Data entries

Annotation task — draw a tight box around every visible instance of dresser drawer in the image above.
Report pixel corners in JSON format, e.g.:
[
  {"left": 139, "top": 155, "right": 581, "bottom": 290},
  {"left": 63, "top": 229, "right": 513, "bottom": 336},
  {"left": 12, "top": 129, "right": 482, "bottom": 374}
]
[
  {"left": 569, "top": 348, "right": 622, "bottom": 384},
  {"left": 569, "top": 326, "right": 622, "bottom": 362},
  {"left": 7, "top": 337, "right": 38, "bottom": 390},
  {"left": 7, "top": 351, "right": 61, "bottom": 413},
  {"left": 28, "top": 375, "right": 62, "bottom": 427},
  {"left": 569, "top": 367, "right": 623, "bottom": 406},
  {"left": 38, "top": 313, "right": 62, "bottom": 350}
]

- WHAT IS ASKED
Rewrite the records above with "dresser drawer" swapped for "cabinet drawer", keeping every other word unchanged.

- CORRECT RESPONSE
Annotation task — draw a tight box around every visible instance of cabinet drawer in the image above.
Report pixel corners in JSON format, e.g.:
[
  {"left": 139, "top": 155, "right": 581, "bottom": 290},
  {"left": 63, "top": 229, "right": 513, "bottom": 336},
  {"left": 12, "top": 129, "right": 482, "bottom": 374}
]
[
  {"left": 569, "top": 348, "right": 622, "bottom": 384},
  {"left": 569, "top": 326, "right": 622, "bottom": 362},
  {"left": 7, "top": 337, "right": 38, "bottom": 390},
  {"left": 7, "top": 351, "right": 61, "bottom": 413},
  {"left": 28, "top": 375, "right": 62, "bottom": 427},
  {"left": 569, "top": 367, "right": 623, "bottom": 406},
  {"left": 38, "top": 313, "right": 62, "bottom": 350}
]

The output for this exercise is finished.